WHAT THIS TASK INVOLVES: Write out exactly, with no other output, the lines below from the one that contains "the person in" through the end.

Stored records
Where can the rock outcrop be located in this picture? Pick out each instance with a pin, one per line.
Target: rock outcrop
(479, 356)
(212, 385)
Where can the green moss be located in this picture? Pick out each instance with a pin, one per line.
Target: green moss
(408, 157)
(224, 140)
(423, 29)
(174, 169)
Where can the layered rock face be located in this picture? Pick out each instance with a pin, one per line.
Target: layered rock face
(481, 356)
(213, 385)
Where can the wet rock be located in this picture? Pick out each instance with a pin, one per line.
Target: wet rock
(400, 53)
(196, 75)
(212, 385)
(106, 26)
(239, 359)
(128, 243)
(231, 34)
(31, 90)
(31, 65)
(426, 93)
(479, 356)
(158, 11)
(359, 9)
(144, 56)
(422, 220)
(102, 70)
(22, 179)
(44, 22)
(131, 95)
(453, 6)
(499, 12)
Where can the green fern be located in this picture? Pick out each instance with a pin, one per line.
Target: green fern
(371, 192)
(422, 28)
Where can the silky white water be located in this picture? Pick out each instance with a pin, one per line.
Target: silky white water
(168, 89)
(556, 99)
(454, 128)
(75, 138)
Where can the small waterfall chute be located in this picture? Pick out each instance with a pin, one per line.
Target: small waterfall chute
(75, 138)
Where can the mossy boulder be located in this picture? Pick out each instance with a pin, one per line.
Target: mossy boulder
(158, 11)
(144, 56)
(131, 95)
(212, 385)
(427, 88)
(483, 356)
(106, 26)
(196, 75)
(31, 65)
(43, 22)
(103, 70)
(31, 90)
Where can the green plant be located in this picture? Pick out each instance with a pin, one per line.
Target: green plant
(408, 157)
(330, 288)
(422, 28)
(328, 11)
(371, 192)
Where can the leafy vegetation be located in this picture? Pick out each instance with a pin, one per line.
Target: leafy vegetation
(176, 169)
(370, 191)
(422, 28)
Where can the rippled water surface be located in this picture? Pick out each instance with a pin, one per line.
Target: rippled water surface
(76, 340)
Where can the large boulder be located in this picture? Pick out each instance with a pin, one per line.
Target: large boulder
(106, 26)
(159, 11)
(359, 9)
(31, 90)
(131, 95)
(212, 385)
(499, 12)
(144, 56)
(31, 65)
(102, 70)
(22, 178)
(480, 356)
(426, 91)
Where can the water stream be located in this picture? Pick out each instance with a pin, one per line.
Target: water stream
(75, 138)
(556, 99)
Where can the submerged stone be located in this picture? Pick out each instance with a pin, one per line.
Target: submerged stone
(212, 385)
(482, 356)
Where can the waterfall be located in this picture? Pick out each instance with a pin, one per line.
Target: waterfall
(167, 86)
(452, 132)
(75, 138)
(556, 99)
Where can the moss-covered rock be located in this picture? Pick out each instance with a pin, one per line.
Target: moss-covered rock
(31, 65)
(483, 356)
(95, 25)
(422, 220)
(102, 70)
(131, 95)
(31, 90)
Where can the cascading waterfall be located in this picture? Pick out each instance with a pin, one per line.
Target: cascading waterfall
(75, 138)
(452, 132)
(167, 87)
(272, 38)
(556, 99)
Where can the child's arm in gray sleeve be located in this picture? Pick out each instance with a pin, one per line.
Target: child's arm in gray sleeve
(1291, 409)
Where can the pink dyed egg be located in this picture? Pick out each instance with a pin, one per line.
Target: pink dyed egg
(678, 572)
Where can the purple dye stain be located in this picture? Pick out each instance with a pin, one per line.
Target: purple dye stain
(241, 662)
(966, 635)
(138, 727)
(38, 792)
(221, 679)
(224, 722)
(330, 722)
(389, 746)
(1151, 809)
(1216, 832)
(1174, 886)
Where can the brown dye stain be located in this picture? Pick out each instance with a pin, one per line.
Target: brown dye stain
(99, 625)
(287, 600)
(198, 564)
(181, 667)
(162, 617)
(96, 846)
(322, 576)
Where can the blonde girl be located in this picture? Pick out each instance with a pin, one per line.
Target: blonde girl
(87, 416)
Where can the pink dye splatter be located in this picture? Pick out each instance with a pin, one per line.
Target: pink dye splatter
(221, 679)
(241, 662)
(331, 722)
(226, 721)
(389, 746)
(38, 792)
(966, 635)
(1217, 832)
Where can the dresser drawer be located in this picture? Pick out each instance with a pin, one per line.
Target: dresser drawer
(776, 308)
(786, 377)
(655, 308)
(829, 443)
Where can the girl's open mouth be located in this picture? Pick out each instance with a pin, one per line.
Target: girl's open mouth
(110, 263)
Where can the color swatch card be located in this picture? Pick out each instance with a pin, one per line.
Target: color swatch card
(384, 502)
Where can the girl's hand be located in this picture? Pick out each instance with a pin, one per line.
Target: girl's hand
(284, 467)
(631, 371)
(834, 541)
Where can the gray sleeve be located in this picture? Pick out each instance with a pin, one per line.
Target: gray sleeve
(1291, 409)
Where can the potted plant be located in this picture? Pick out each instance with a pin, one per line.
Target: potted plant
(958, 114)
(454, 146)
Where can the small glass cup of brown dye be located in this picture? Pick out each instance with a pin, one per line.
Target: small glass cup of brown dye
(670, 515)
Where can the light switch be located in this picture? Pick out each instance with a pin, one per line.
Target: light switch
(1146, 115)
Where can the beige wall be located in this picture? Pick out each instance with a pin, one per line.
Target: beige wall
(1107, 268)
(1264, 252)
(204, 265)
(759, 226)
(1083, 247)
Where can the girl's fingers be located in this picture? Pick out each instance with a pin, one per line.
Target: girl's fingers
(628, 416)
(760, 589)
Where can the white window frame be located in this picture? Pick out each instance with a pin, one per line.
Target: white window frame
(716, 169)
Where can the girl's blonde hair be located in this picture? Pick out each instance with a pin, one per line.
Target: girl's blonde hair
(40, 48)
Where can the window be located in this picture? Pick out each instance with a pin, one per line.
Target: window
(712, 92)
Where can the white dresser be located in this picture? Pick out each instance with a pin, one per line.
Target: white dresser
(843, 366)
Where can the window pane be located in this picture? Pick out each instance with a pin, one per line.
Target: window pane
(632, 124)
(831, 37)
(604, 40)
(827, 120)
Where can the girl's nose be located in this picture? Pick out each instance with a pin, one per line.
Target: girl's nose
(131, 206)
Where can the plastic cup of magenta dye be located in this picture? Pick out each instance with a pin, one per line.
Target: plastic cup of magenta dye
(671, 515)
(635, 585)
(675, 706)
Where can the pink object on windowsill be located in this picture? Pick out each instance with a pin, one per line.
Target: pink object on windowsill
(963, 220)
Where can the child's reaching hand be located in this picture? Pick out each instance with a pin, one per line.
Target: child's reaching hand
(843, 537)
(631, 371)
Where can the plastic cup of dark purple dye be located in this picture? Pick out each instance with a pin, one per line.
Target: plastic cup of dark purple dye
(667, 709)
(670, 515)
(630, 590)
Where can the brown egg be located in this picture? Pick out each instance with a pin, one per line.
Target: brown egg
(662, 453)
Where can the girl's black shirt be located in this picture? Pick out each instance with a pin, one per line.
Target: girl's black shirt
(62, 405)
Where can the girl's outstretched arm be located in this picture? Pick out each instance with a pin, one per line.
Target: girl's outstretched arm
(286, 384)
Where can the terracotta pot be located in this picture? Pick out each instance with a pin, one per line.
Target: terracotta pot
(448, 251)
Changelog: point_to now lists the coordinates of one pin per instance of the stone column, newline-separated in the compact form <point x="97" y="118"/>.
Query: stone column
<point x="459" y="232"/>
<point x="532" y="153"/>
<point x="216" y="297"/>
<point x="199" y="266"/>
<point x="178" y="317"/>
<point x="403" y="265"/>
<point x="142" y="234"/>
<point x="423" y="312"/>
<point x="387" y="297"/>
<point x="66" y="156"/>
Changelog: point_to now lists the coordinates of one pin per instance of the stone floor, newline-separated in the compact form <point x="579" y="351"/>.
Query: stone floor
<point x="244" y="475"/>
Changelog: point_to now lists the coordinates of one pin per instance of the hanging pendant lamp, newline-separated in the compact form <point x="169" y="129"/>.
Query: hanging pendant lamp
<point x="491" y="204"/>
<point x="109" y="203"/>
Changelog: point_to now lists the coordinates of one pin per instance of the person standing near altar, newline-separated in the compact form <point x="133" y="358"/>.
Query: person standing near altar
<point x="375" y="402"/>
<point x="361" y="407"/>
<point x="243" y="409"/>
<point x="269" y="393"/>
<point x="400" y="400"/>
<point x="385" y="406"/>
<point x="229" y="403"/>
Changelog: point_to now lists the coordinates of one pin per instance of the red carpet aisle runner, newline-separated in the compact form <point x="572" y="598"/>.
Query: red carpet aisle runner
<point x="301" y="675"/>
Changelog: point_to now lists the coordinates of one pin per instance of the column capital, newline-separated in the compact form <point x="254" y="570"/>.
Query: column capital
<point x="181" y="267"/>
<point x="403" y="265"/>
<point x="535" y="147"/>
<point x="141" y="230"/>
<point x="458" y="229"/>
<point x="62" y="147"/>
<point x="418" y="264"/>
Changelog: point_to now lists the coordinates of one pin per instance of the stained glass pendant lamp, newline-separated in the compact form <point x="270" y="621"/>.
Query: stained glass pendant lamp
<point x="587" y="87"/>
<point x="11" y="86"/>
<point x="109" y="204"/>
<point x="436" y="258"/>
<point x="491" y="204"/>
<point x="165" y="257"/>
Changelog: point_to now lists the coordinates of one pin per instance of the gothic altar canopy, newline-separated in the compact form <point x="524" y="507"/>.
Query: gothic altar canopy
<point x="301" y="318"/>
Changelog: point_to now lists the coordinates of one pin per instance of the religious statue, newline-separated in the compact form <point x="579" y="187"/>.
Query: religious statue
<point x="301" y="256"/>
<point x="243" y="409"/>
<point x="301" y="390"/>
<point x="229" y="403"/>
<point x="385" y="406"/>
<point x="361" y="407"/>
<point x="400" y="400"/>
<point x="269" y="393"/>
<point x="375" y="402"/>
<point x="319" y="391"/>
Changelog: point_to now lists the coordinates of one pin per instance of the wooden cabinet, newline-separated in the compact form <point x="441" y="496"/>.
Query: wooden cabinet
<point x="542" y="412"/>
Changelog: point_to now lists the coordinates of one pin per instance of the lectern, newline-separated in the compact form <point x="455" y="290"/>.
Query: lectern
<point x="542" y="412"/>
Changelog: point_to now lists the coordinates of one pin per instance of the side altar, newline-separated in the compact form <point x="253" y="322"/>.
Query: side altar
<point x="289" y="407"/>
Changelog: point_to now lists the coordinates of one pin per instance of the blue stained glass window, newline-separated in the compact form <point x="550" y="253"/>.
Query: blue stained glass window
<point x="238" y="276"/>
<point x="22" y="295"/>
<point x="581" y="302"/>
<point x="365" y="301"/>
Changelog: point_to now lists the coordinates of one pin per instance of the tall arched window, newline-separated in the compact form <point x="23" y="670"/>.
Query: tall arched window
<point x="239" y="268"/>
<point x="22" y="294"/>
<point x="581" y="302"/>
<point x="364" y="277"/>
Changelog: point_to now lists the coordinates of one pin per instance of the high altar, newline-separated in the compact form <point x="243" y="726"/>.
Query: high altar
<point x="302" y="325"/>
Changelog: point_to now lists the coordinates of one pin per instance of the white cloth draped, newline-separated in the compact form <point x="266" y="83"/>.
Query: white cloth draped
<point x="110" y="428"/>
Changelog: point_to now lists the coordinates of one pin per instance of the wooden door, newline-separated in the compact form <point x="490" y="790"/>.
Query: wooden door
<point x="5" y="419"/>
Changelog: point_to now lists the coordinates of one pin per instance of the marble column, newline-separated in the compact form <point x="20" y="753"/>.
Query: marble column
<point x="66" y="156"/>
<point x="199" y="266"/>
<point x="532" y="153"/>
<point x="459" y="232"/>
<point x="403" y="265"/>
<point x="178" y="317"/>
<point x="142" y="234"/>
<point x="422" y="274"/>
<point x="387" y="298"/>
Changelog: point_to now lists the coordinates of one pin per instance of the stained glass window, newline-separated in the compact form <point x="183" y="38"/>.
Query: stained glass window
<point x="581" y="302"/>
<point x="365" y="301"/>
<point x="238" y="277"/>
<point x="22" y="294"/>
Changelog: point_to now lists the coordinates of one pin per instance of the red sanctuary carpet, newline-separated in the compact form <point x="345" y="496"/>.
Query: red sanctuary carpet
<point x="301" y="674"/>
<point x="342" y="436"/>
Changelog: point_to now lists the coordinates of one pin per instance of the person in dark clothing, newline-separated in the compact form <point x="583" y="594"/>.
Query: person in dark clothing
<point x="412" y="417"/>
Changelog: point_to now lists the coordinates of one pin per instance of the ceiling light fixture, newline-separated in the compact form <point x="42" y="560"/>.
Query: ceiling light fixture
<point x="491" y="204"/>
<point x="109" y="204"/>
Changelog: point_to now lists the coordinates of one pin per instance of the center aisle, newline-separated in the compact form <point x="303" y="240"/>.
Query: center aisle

RESULT BELOW:
Changelog: point_to now lists the coordinates of one pin per instance of the person in dark clothing, newline-separated in the compact form <point x="583" y="594"/>.
Query: person in dark clothing
<point x="412" y="417"/>
Changelog: point_to now lists the coordinates of one pin per instance of the ceiling light fixture, newline-separated in the compact form <point x="42" y="560"/>.
Query: ceiling light fixture
<point x="491" y="204"/>
<point x="109" y="204"/>
Changelog: point_to now lists the coordinates of one pin per instance of the center aisle, newline-separated in the compact form <point x="303" y="240"/>.
Query: center aisle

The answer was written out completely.